▶ **Written instruction**
List every line in the records below that contains the word "plant", copying each line in full.

(Annotation data for object locations)
■ ■ ■ ■

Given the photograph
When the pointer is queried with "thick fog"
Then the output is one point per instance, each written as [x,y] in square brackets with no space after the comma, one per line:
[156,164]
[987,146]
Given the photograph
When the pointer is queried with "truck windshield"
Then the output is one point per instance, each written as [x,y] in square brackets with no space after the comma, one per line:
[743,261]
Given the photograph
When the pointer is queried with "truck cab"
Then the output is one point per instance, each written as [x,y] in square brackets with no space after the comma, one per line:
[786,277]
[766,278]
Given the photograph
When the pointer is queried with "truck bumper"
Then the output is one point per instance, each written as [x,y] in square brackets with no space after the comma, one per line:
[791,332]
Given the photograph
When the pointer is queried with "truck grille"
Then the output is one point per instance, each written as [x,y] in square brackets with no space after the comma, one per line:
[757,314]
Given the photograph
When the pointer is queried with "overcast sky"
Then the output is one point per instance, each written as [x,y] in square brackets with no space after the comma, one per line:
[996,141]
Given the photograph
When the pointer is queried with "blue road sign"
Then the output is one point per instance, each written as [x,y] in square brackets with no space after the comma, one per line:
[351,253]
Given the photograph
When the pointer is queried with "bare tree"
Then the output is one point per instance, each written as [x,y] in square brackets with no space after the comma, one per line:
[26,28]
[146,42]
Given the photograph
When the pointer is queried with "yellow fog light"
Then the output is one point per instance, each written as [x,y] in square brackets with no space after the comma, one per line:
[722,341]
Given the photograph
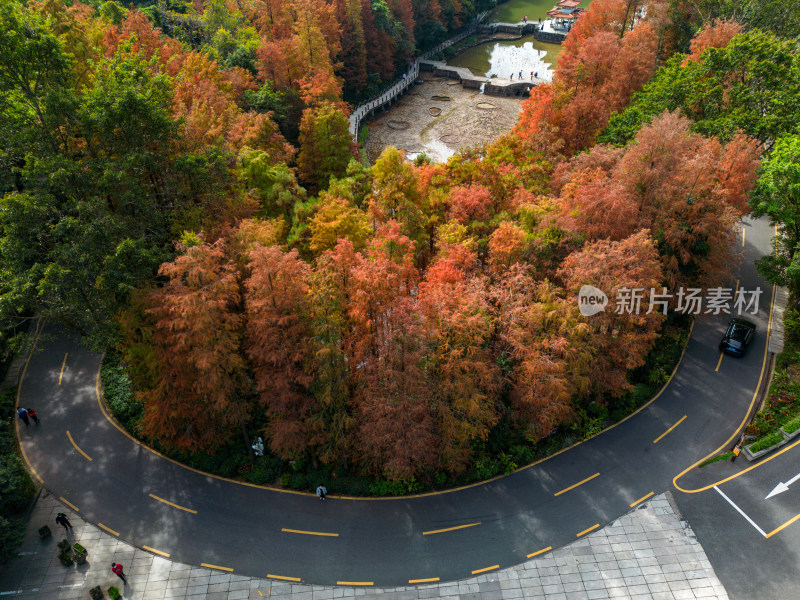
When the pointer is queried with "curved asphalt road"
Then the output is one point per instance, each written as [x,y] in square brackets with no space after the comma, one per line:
[382,542]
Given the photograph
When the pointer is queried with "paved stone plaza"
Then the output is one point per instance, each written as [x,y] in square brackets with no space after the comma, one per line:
[649,553]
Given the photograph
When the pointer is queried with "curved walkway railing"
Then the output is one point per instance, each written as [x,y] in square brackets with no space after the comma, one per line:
[399,86]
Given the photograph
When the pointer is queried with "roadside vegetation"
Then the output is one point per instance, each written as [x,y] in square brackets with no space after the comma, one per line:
[16,486]
[179,186]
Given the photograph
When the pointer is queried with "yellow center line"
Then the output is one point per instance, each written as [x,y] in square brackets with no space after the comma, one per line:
[659,438]
[62,368]
[86,456]
[574,485]
[476,571]
[108,529]
[154,551]
[154,497]
[450,528]
[538,552]
[281,577]
[208,566]
[642,499]
[72,506]
[585,531]
[302,532]
[785,525]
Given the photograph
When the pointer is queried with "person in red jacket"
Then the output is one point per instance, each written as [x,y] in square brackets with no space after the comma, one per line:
[116,568]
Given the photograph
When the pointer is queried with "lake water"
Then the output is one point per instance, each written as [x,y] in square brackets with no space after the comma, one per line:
[501,59]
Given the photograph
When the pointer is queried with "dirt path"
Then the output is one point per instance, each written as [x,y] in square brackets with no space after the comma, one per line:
[420,123]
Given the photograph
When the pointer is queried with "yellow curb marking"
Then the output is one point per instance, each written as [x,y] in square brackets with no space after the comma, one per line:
[300,531]
[86,456]
[538,552]
[450,528]
[585,531]
[154,497]
[228,569]
[574,485]
[739,428]
[271,576]
[62,368]
[108,529]
[492,568]
[642,499]
[154,551]
[663,435]
[72,506]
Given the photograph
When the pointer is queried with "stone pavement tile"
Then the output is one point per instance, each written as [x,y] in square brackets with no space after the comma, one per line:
[176,583]
[240,584]
[574,587]
[156,585]
[704,592]
[553,588]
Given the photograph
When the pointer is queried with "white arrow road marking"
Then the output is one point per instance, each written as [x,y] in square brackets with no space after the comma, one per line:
[782,487]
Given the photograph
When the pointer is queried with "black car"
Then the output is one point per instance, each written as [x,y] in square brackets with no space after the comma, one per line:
[738,335]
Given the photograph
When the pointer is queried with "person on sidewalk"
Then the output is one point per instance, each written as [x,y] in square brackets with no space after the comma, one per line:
[116,568]
[61,519]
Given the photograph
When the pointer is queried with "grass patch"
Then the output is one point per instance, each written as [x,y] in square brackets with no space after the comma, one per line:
[792,425]
[720,458]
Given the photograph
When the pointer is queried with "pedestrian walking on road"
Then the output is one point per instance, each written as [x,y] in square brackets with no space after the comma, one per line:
[62,520]
[116,568]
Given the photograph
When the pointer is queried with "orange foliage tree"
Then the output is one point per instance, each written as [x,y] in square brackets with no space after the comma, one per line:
[279,347]
[195,402]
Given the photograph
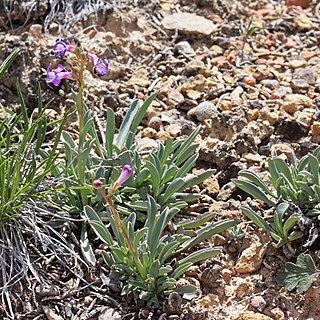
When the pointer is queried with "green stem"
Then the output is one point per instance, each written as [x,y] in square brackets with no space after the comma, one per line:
[81,166]
[123,230]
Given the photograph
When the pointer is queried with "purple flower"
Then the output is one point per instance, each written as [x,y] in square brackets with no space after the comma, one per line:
[56,75]
[60,48]
[124,175]
[100,65]
[97,184]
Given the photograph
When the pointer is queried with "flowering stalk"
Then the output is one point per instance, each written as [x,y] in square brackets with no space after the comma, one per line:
[54,77]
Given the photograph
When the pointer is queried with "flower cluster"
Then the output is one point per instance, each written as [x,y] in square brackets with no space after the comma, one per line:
[81,60]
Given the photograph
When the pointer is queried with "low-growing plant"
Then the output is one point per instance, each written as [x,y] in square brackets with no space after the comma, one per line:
[164,175]
[299,275]
[298,182]
[24,220]
[150,259]
[281,226]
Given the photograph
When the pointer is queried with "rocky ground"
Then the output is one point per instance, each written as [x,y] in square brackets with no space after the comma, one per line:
[248,72]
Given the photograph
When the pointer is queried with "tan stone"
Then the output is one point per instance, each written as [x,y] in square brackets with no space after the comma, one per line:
[303,22]
[278,314]
[289,107]
[251,258]
[253,114]
[315,128]
[209,300]
[249,315]
[211,184]
[282,149]
[250,157]
[271,116]
[297,64]
[140,78]
[188,23]
[293,101]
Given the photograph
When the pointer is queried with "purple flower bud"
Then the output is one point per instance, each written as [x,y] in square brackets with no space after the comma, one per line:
[97,184]
[124,175]
[55,76]
[100,65]
[60,48]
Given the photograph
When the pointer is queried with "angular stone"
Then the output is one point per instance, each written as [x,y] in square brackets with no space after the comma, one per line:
[303,22]
[251,258]
[188,23]
[249,315]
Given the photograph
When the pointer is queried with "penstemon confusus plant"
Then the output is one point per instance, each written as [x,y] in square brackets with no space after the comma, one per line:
[153,195]
[151,259]
[80,61]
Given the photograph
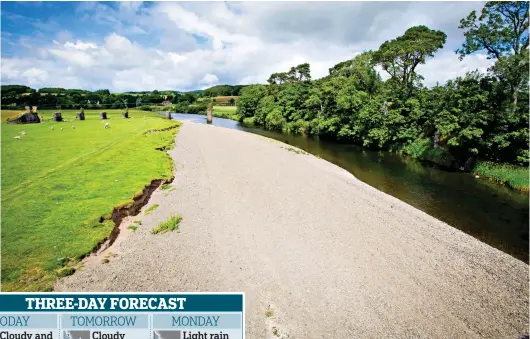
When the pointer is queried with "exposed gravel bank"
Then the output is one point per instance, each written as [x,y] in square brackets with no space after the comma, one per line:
[331,256]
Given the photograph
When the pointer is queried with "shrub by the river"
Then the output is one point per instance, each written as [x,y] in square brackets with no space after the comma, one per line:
[514,176]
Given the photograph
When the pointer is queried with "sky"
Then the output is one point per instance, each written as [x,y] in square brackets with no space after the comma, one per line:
[137,46]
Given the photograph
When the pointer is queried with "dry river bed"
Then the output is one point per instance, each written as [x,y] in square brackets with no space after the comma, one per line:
[318,253]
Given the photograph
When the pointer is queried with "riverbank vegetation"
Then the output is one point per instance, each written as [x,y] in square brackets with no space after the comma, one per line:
[476,117]
[514,176]
[60,178]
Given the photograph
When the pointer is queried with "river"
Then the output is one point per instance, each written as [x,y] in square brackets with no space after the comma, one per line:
[492,213]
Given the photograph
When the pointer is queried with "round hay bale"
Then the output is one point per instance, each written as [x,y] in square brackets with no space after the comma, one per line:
[26,118]
[57,116]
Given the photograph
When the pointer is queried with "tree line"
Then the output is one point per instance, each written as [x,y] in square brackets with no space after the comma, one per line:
[18,96]
[473,117]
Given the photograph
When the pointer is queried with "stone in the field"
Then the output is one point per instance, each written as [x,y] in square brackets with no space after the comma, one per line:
[57,117]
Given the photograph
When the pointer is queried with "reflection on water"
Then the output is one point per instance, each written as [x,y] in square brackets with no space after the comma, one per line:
[490,212]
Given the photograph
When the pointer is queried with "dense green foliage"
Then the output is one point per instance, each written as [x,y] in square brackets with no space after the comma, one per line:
[513,176]
[222,90]
[57,183]
[474,117]
[16,97]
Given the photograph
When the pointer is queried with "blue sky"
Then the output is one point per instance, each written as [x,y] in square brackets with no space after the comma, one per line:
[127,46]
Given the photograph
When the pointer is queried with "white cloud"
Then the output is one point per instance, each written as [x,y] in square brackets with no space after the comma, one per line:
[190,45]
[209,79]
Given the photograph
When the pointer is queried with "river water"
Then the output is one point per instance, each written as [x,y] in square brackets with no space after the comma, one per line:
[492,213]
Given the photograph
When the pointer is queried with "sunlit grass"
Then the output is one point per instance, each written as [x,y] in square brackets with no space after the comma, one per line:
[172,224]
[56,184]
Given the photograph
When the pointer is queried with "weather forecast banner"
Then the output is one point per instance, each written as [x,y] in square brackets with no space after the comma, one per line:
[122,316]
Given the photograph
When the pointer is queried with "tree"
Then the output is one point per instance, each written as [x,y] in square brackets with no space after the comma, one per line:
[401,56]
[501,30]
[301,72]
[249,99]
[278,78]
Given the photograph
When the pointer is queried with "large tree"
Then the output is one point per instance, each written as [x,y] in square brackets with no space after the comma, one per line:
[502,31]
[401,56]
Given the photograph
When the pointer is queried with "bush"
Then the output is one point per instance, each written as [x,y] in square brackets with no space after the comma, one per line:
[275,120]
[423,149]
[511,175]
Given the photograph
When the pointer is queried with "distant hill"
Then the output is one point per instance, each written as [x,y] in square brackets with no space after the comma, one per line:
[223,90]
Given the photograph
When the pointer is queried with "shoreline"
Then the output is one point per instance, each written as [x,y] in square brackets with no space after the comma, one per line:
[290,229]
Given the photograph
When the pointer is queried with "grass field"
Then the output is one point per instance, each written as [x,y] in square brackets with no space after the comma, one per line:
[56,184]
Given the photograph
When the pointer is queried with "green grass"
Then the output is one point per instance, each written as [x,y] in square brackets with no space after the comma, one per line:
[56,184]
[151,209]
[514,176]
[172,224]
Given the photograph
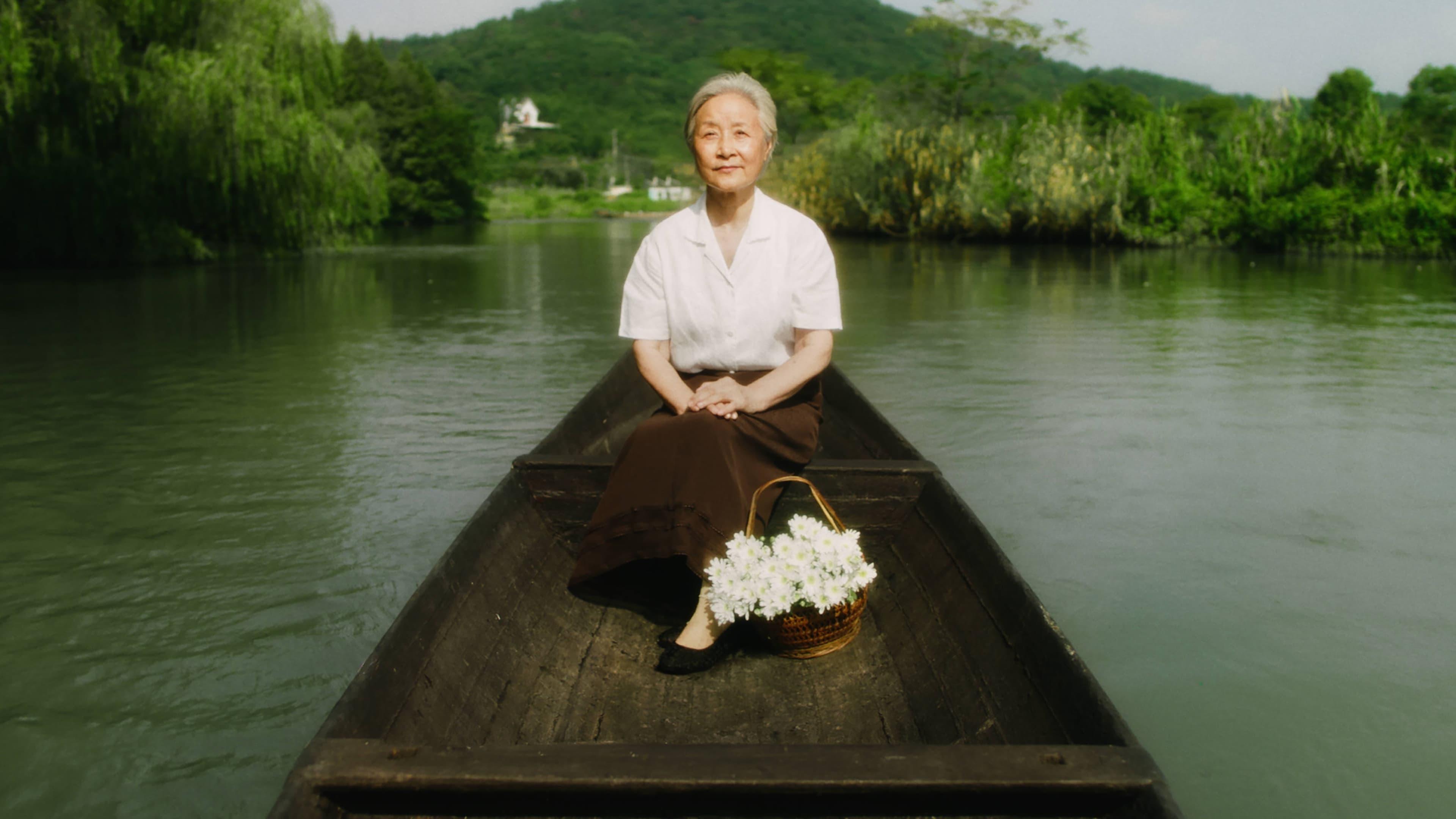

■ ■ ■ ■

▶ **Solution to the exercise**
When the pointer is queried with "low-growing plant"
When the pointer is queried with "penstemon confusus plant"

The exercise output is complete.